╭─ Excerpted text
This is a quick post that just occurred to me while writing about–well, writing about writing.

I was brainstorming ways to use technology to help students improve their writing and realized that over and over again, I was thinking about the process of writing and how crucial it is to quality of whatever the writer is left with at the end.

Great writing starts at the beginning, whether with an idea or need or purpose of social context or spark of inspiration. Whatever it is that ’causes’ the writing to begin–what’s wrought there at the beginning is kind of like a lump of clay. Without that clay, not much could happen and the quality of that clay matters; its texture and purity and consistency and overall makeup has a lot to say about what it’s able to produce. In large part, what you’re able to create with that clay depends on the quality and quantity of that clay.

The Purpose Of The Writing Process

Put another way, the writing process itself is everything. It doesn’t have to be used the same way every time and that’s another conversation for another day and I only mention it briefly because the worst thing you can do is read this post and then go shove the ‘diligence of the writing process’ down the throats of would-be writers/students who only need to believe they can write and then they opportunity to do so with in the company of nurturing.

All this leads me to the title. Instead of grading the end result of that process (the finished process), grade the quality of that student’s use of the writing process–ideally based on their specific strengths and weaknesses and the purpose and audience of the writing assignment itself.
╰─
╭─ Provided information
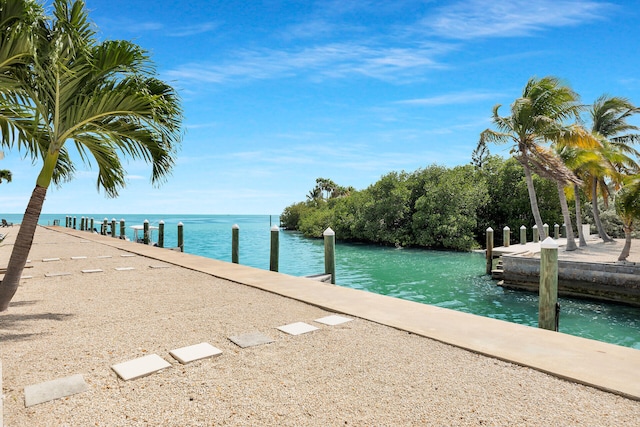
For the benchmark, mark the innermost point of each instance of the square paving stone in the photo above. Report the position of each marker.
(140, 367)
(57, 274)
(195, 352)
(297, 328)
(333, 320)
(50, 390)
(250, 340)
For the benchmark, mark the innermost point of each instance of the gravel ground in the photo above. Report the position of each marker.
(358, 373)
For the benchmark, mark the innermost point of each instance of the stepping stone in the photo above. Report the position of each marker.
(50, 390)
(297, 328)
(57, 274)
(195, 352)
(140, 367)
(333, 320)
(250, 340)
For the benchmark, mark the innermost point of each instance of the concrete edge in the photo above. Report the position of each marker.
(597, 364)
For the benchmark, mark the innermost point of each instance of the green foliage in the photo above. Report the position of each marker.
(445, 213)
(509, 198)
(290, 217)
(315, 222)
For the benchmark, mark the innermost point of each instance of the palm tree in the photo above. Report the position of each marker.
(103, 97)
(627, 205)
(537, 117)
(609, 117)
(5, 175)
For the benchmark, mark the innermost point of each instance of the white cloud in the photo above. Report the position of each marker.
(452, 99)
(508, 18)
(193, 30)
(336, 60)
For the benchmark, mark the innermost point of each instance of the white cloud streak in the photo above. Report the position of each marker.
(337, 60)
(452, 99)
(510, 18)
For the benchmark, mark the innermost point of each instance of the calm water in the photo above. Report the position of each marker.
(446, 279)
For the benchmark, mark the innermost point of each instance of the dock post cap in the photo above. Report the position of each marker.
(548, 243)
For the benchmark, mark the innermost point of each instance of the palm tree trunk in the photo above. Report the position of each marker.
(596, 212)
(571, 241)
(627, 244)
(21, 248)
(533, 200)
(576, 196)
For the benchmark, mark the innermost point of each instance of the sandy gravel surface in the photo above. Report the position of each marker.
(359, 373)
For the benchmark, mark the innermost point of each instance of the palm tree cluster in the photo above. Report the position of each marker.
(61, 88)
(550, 139)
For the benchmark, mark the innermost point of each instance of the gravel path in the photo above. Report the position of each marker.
(358, 373)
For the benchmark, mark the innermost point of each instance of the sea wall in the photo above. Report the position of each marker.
(599, 281)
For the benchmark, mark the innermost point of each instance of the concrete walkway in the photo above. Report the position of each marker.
(605, 366)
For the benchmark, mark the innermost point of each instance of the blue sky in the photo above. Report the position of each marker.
(279, 93)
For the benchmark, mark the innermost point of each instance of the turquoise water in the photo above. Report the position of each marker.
(446, 279)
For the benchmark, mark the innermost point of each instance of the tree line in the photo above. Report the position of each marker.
(557, 156)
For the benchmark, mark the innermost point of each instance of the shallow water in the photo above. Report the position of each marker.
(445, 279)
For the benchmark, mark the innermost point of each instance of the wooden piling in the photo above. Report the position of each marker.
(181, 236)
(161, 234)
(235, 244)
(330, 253)
(548, 284)
(489, 247)
(274, 254)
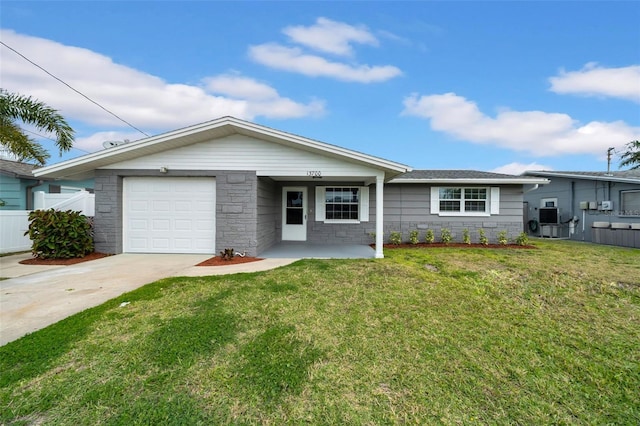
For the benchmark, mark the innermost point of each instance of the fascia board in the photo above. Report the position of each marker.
(539, 181)
(585, 177)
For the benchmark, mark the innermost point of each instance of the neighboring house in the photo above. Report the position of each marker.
(17, 185)
(232, 183)
(577, 205)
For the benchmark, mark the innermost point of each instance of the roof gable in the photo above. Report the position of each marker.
(216, 129)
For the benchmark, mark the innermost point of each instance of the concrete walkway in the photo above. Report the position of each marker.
(303, 249)
(37, 296)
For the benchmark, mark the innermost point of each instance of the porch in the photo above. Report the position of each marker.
(303, 249)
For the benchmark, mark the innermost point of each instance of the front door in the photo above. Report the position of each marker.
(294, 214)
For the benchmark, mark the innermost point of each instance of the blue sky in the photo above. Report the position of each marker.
(497, 86)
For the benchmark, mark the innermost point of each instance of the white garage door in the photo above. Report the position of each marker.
(169, 215)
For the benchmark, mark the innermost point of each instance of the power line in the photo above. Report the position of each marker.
(51, 139)
(75, 90)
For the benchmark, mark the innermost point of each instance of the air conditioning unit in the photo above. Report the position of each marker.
(606, 205)
(549, 215)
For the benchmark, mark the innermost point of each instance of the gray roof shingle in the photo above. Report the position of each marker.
(17, 169)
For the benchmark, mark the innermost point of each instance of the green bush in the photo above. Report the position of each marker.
(59, 234)
(522, 239)
(445, 235)
(503, 239)
(466, 238)
(483, 237)
(429, 238)
(395, 238)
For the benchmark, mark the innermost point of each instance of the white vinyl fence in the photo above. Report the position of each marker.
(14, 223)
(80, 201)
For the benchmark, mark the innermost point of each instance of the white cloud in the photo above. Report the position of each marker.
╰─
# Assignment A
In the post about grading the writing process, what does the writer compare the start of a piece of writing to?
# Assignment B
Reproduce the part of the post on grading the writing process that begins at the words "I was brainstorming" and stops after the words "of that clay.", copying it word for word.
# Assignment C
Pick up the post on grading the writing process after its last sentence and carry it on.

# Result A
A lump of clay.

# Result B
I was brainstorming ways to use technology to help students improve their writing and realized that over and over again, I was thinking about the process of writing and how crucial it is to quality of whatever the writer is left with at the end.

Great writing starts at the beginning, whether with an idea or need or purpose of social context or spark of inspiration. Whatever it is that ’causes’ the writing to begin–what’s wrought there at the beginning is kind of like a lump of clay. Without that clay, not much could happen and the quality of that clay matters; its texture and purity and consistency and overall makeup has a lot to say about what it’s able to produce. In large part, what you’re able to create with that clay depends on the quality and quantity of that clay.

# Result C
Using The Writing Process

Using the writing process takes years of practice because producing great writing takes constant vision and refinement. It requires the writer to understand what they’re trying to say and then say it in a way that produces some effect on the world. Research, idea organization, paragraph structure, sentence instruction, diction, punctuation, rule-breaking, tone, literary devices–using these ideas to communicate complex ideas is hard work.

That’s why writing is less of an activity and more of a process not unlike the scientific process. While we might for professionals, it wouldn’t make much sense to grade children doing science by the accuracy of their data. Rather, their ability and tendency to use the scientific process to test theories and collect data would be far more important.

For amateurs in many fields, the process is far more important than the product.

If these goals (or those like them) are at least partly true, then a viable alternative to grading student writing is to grade if the student writes and how the student uses the writing process itself in a way that makes sense to them.

And in a way that shows ownership of that writing process that will endure long after they’ve left your classroom.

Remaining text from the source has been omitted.